Segment Start: PROVIDED RECORDS
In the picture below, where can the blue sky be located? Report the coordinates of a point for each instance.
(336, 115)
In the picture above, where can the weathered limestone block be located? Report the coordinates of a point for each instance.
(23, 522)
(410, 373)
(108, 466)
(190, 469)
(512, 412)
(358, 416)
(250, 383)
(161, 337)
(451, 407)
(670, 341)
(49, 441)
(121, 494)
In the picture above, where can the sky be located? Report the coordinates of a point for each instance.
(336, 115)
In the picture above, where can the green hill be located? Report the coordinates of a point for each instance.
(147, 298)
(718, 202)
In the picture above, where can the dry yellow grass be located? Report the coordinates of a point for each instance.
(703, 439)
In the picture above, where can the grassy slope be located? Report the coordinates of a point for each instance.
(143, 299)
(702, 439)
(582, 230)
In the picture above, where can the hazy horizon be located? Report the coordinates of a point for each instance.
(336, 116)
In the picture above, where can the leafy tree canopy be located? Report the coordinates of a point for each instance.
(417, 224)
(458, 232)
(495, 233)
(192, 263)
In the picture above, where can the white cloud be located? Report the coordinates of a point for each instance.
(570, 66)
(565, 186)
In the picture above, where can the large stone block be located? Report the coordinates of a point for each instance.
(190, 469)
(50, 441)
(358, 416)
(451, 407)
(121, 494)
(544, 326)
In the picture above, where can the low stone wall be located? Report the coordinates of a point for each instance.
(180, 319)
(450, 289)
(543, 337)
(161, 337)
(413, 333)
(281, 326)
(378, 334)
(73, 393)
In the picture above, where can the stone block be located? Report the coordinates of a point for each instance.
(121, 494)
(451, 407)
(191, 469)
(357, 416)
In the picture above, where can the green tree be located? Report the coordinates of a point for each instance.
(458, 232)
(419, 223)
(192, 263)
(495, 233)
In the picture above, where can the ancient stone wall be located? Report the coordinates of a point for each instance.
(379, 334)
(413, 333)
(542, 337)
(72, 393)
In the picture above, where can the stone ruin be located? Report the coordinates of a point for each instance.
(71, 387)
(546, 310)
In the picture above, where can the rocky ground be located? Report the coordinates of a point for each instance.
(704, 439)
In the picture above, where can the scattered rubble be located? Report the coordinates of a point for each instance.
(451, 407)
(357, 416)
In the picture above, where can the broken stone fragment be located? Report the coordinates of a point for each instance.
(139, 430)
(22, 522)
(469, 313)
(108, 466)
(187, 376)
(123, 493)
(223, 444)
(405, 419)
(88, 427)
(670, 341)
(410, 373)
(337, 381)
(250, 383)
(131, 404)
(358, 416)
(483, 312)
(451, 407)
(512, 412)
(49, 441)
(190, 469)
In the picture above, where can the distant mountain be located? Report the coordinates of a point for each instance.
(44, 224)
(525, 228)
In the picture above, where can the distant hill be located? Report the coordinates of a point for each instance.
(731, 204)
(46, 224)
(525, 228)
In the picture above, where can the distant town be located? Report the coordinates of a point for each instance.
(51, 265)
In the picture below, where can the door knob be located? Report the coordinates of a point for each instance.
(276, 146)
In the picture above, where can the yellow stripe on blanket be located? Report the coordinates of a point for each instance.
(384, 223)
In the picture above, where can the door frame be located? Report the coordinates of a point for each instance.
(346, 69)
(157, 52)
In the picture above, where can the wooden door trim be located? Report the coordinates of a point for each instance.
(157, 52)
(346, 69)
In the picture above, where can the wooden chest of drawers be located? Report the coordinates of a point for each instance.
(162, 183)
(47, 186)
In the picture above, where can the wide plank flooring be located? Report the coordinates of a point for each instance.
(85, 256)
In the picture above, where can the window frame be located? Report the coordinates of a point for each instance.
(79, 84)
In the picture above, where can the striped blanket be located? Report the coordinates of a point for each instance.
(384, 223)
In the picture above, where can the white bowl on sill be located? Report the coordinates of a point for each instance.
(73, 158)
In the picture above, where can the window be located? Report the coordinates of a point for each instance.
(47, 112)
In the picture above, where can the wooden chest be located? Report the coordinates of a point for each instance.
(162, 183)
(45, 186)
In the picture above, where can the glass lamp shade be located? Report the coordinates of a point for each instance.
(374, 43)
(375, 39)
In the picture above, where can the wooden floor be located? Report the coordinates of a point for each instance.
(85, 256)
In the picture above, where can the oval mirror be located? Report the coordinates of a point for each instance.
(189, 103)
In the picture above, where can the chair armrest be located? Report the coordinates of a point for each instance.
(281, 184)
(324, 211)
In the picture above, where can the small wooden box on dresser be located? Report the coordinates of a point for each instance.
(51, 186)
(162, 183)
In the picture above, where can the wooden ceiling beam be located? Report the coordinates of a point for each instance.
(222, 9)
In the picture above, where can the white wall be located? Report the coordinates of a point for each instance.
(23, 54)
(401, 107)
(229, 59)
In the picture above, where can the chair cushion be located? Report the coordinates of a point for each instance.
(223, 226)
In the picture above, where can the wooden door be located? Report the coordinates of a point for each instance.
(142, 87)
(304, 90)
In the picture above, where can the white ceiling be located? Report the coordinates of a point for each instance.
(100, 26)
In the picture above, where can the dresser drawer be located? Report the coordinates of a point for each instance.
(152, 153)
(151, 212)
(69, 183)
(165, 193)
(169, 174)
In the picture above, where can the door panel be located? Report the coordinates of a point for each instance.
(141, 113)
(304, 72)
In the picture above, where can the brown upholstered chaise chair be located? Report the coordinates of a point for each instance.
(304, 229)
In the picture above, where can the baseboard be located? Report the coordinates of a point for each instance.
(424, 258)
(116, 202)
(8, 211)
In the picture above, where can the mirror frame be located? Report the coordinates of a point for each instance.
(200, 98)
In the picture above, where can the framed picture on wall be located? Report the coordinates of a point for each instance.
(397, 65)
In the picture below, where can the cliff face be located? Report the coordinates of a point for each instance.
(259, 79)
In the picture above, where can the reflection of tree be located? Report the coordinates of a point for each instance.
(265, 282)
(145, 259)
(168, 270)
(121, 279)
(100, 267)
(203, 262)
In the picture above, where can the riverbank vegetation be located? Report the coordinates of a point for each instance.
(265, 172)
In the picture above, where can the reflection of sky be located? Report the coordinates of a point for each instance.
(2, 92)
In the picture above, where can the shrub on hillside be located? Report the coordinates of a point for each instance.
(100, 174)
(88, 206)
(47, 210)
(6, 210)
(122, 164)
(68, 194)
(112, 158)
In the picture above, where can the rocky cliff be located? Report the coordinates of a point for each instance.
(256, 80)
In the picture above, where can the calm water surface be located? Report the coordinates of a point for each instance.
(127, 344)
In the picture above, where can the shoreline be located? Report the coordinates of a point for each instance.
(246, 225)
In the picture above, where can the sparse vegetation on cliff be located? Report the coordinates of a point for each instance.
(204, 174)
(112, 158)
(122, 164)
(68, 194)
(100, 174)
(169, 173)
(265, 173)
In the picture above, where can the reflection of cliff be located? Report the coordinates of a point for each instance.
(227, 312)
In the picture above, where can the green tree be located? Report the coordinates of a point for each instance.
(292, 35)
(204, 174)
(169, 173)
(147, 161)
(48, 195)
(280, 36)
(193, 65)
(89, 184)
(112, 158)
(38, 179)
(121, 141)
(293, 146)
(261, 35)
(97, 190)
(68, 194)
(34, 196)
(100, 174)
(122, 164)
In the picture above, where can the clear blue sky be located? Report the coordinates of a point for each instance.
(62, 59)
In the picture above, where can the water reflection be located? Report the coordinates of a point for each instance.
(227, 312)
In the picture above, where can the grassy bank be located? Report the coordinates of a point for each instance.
Segment End: PROVIDED RECORDS
#### PROBLEM STATEMENT:
Repeat each of the records exactly as written.

#### EXERCISE ANSWER:
In the picture below, where can the blue sky be located? Report the coordinates of a point for each instance.
(336, 115)
In the picture above, where can the weathered limestone block be located? Report the coordinates of a point for each instance.
(23, 522)
(410, 373)
(108, 466)
(190, 469)
(512, 412)
(358, 416)
(250, 383)
(161, 337)
(451, 407)
(670, 341)
(49, 441)
(121, 494)
In the picture above, where can the sky be located? Report the coordinates of a point for each instance.
(336, 115)
In the picture above, where can the green hill be located? Report the coordinates of a point for each instance.
(147, 298)
(718, 202)
In the picture above, where can the dry yellow grass be located? Report the coordinates of a point for each instance.
(703, 439)
In the picture above, where can the grassy slope be located? Report the coordinates of a point for each instance.
(143, 299)
(702, 439)
(582, 230)
In the picture above, where can the hazy horizon be located? Report the coordinates of a point for each instance.
(336, 116)
In the picture above, where can the leafy tree canopy be located? Report the coordinates of a point for each instance.
(417, 224)
(458, 232)
(495, 233)
(192, 263)
In the picture above, where can the white cloud be located? Report the coordinates of a point for each instance.
(570, 66)
(565, 186)
In the picture above, where can the large stone block be located? Report the coordinates of a point for each instance.
(190, 469)
(50, 441)
(358, 416)
(451, 407)
(121, 494)
(544, 326)
In the picture above, where can the low stone wall be located? Report the coordinates of a point for each instance.
(180, 319)
(450, 289)
(543, 337)
(161, 337)
(413, 333)
(281, 326)
(378, 334)
(73, 393)
In the picture above, where can the stone block be located? Report the coordinates of a point for each instance.
(121, 494)
(451, 407)
(191, 469)
(357, 416)
In the picture above, where can the green tree be located? Report the coordinates of a point for each instance.
(458, 232)
(419, 223)
(192, 263)
(495, 233)
In the picture above, where can the ancient stone wall be located? Report the coordinates of a point for each instance.
(379, 334)
(413, 333)
(542, 337)
(72, 393)
In the picture above, where can the stone ruin be located? Report the coordinates of a point for each instance.
(71, 387)
(546, 310)
In the picture above, where can the rocky ground be located? Report the coordinates of a point for each instance.
(704, 439)
In the picture above, where can the scattered rubble be located? Report the coordinates of a point for each instance.
(451, 407)
(357, 416)
In the picture above, where can the broken stone fragment be located? Report the coordinates of a point for each instance.
(139, 430)
(22, 522)
(469, 313)
(108, 466)
(187, 376)
(123, 493)
(223, 444)
(405, 419)
(88, 427)
(670, 341)
(410, 373)
(337, 381)
(250, 383)
(131, 404)
(358, 416)
(483, 312)
(451, 407)
(512, 412)
(49, 441)
(190, 469)
In the picture above, where can the distant mountain be located? Report the coordinates of a point for each instance.
(44, 224)
(525, 228)
In the picture above, where can the distant hill be located? Report the coordinates of a point for each instance.
(731, 204)
(46, 224)
(525, 228)
In the picture above, where can the distant town be located? Report the coordinates of a point for each instance.
(51, 265)
In the picture below, where can the door knob be located? Report the coordinates of a point for each instance.
(276, 146)
In the picture above, where can the yellow stripe on blanket be located? Report the coordinates of a point for each instance.
(384, 223)
In the picture above, where can the door frame be located? Report the coordinates of a point for each instance.
(346, 69)
(157, 52)
In the picture above, where can the wooden door trim be located? Report the coordinates of a point for each instance.
(157, 52)
(346, 69)
In the picture above, where can the wooden chest of drawers be located? Report the coordinates of a point for each instance.
(162, 183)
(47, 186)
In the picture above, where can the wide plank flooring be located? Report the coordinates of a point for each instance.
(85, 256)
In the picture above, where can the window frame be located? Report the coordinates of a point for each instance.
(79, 84)
In the picture above, where can the striped blanket be located? Report the coordinates of a point for each instance.
(384, 223)
In the picture above, where can the white bowl on sill be located? Report the coordinates of a point for each instance.
(73, 158)
In the picture above, where can the window be located? Report the coordinates of a point for each instance.
(47, 112)
In the picture above, where can the wooden chest be located? Report the coordinates of a point for each instance.
(162, 183)
(45, 186)
In the picture above, where can the glass lamp shade be located? Report the coordinates of a point for each instance.
(374, 43)
(375, 39)
In the picture above, where can the wooden floor be located? Report the coordinates of a point for each instance.
(85, 256)
In the picture above, where can the oval mirror be located? Report the coordinates of a point for each instance.
(189, 103)
In the picture above, where can the chair armrest be located? Report the coordinates of a point for each instance.
(281, 184)
(324, 211)
In the picture above, where can the small wooden box on dresser be located? Report the coordinates of a point for each instance.
(51, 186)
(162, 183)
In the picture above, where can the wooden ceiling beam be located? Report the coordinates of a point for each instance.
(222, 9)
In the picture above, where can the white wall be located? Report the coordinates of a point for each instance.
(23, 54)
(401, 107)
(229, 59)
In the picture above, where can the chair cushion be located? Report the coordinates of a point for each instance.
(223, 226)
In the picture above, where can the wooden door be located? Report the coordinates of a point for each instance.
(142, 87)
(304, 90)
In the picture above, where can the white ceiling be located? Report the coordinates of a point for each instance.
(100, 26)
In the picture above, where can the dresser drawer be located? Report the coordinates of a point for each instance.
(152, 153)
(151, 212)
(69, 183)
(165, 193)
(169, 174)
In the picture above, where can the door panel be located? Report the coordinates of a point for each instance.
(141, 113)
(304, 72)
In the picture above, where can the brown upholstered chaise chair be located? Report the coordinates of a point for each instance.
(304, 229)
In the picture above, where can the baseboard be located? Report the coordinates of a point for each instance.
(424, 258)
(116, 202)
(8, 211)
In the picture above, where can the mirror frame be located? Report the coordinates of a point for each instance.
(200, 98)
In the picture above, where can the framed picture on wall be located? Report the coordinates of a point for each instance.
(397, 65)
In the picture below, where can the cliff face be located? Report the coordinates of a point for each instance.
(259, 79)
In the picture above, where can the reflection of tree be located? Report the coordinates of a point for each instance.
(265, 282)
(145, 259)
(168, 270)
(121, 279)
(100, 267)
(203, 262)
In the picture above, where can the riverbank vegetation be located? Report the coordinates of a point for each instance.
(265, 172)
In the picture above, where can the reflection of sky be located? Report the coordinates of a point for each instance.
(2, 92)
In the picture above, where can the shrub on hillside be located? Report the coordinates of a point for each instance.
(100, 174)
(88, 206)
(47, 210)
(6, 210)
(122, 164)
(68, 194)
(112, 158)
In the picture above, where can the rocky cliff be located? Report the coordinates of a point for each instance.
(256, 80)
In the picture above, where can the calm water surface be located? Report the coordinates of a point for each instance.
(127, 344)
In the picture above, where can the shoreline be located? Report the coordinates of a point for each instance.
(246, 225)
In the picture above, where can the sparse vegetation on cliff be located? Report the coordinates of a point for each instance.
(204, 174)
(112, 158)
(122, 164)
(68, 194)
(100, 174)
(169, 173)
(265, 173)
In the picture above, where can the reflection of cliff be located? Report the coordinates of a point for each instance.
(227, 312)
In the picture above, where can the green tree be located? Report the coordinates of a point for each instance.
(292, 35)
(204, 174)
(169, 173)
(147, 161)
(48, 195)
(280, 36)
(193, 65)
(89, 184)
(112, 158)
(38, 179)
(121, 141)
(293, 146)
(261, 35)
(97, 190)
(68, 194)
(34, 196)
(100, 174)
(122, 164)
In the picture above, where can the clear blue sky be located? Report the coordinates of a point for each instance.
(62, 59)
In the picture above, where can the water reflection be located? Report the coordinates of a point for each instance.
(227, 312)
In the picture above, where can the grassy bank be located? Report the coordinates of a point for each instance.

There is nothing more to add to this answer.